--- BEGIN EXCERPT ---

Prevent turbulent times travelling with kids

Whoever penned the phrase “getting there is half the fun” had clearly never travelled with kids to some far-off destination. Whether you’re heading off by car, plane, bus or train, you’re going to need some advance preparation, a few tricks up your sleeve and an extra dose of patience if your kids are in tow.

After more than a decade of travel with my two children, I’ve developed a few secret weapons for making trips go smoothly. Especially when my children were little, I would prepare a goodie bag for each of them, filled with small toys and things to eat. These coveted bags would only appear once the kids were sitting in their seats, strapped in and ready to go.

The highlight of the goodie bag was a little toy I selected to amuse them — a Polly Pocket for my daughter, for example, or a new matchbox car for my son. Okay, I admit I also included some popcorn balls and even a small bag of potato chips. Looking back, I think I could have gotten away with more wholesome treats, because the magic of the goodie bag, after all, was its novelty, which made the trip itself seem like a great adventure.

--- END EXCERPT ---

| DIRECTIVES |
a) Reproduce the stretch of the excerpt on traveling with children from "Whoever penned the" through "are in tow.", substituting "good humor" for "patience".
b) Answer these questions using the excerpt on traveling with children:
(i) How many children has the writer traveled with?
(ii) At what point would the goodie bags appear?
(iii) What toy is given as an example for the writer's son?

--- BEGIN DATA SHOWN ---

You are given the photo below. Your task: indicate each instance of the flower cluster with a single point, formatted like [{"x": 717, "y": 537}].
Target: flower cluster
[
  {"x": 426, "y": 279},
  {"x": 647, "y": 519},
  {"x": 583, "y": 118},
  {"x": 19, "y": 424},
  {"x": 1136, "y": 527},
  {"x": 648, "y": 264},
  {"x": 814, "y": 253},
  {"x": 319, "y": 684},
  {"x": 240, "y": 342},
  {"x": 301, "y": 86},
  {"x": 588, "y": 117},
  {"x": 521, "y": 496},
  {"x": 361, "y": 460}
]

--- END DATA SHOWN ---

| SOLVED PROBLEMS |
a)
Whoever penned the phrase “getting there is half the fun” had clearly never travelled with kids to some far-off destination. Whether you’re heading off by car, plane, bus or train, you’re going to need some advance preparation, a few tricks up your sleeve and an extra dose of good humor if your kids are in tow.

b)
(i) Two.
(ii) Once the kids were sitting in their seats, strapped in and ready to go.
(iii) A new matchbox car.